- _Items stored from a collection_
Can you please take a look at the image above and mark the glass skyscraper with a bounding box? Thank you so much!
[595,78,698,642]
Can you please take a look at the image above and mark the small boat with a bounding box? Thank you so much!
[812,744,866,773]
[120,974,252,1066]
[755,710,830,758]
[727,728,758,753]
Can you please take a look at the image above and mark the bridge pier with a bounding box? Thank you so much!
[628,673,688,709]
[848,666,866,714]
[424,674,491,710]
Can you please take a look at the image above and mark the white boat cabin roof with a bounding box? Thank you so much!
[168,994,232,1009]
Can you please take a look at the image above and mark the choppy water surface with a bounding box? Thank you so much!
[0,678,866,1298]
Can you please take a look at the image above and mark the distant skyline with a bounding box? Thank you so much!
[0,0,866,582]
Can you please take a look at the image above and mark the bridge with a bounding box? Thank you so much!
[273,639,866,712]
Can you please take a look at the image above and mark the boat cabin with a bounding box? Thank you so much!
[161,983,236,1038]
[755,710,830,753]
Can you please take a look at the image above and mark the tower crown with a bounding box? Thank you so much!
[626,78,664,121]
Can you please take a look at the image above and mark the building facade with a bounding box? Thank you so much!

- _REQUIRED TASK_
Reproduce every line of the material above, requests included, and shift each bounding box by adding 108 to every one of its coordinates.

- _ANSWER_
Can you please take a look at the image above and mark the glass skyscraper with a bounding box? Thank you so much!
[703,186,806,750]
Can you please take a look at the image above and mark the small boat with a bounding box? Thank you so much!
[920,852,974,881]
[228,1082,360,1174]
[863,818,938,866]
[835,836,866,861]
Can you please take a look at the image above and mark the bridge pier with a bounding box? Thank you so much!
[736,781,796,817]
[956,774,974,822]
[532,782,599,818]
Can you please take a look at the image above and mark the white boat cabin roof with a bounding box? Thank you so much!
[276,1102,340,1117]
Can you please take a look at the image above and mark the choppy water surface with a bounding box? Thank you so much!
[108,786,974,1406]
Can you please take a look at the image above and mark the distant skyline with a bounding box? Thank you so much!
[108,108,974,690]
Can you please take a look at the image above and mark the bridge with a bounding box? Thank you so much!
[381,747,974,820]
Can you please take a look at the image above and mark the boat cabin with a bounding box? Thank you so much!
[269,1091,344,1146]
[863,818,938,861]
Can you please take a look at the image above and mark the tower crown with a bounding box? Thank you so much!
[734,186,772,229]
Can you please take a look at the image above and mark the building facade with a bounding box? Thank you so much!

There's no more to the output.